- THE DATA:

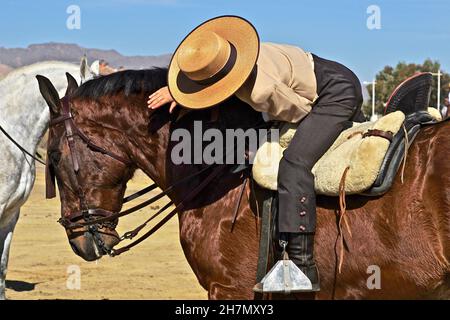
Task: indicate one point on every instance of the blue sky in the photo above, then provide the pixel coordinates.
(411, 30)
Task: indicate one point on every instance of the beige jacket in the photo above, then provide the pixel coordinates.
(283, 84)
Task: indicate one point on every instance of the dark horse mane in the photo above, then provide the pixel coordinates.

- BRIEF: Please write out every one of the entries above word for word, leaving out the picture.

- ANSWER FOR THIS EXERCISE:
Task: indicate one point on every instance of the blue sky in the photo above, then provide the pixel coordinates.
(411, 30)
Task: indicate one point on every instance of the beige jacket in the photo above, then provide the pixel coordinates.
(283, 84)
Task: indicate one point on every instance of the dark horse mane in the photo above, then provide the pixel coordinates.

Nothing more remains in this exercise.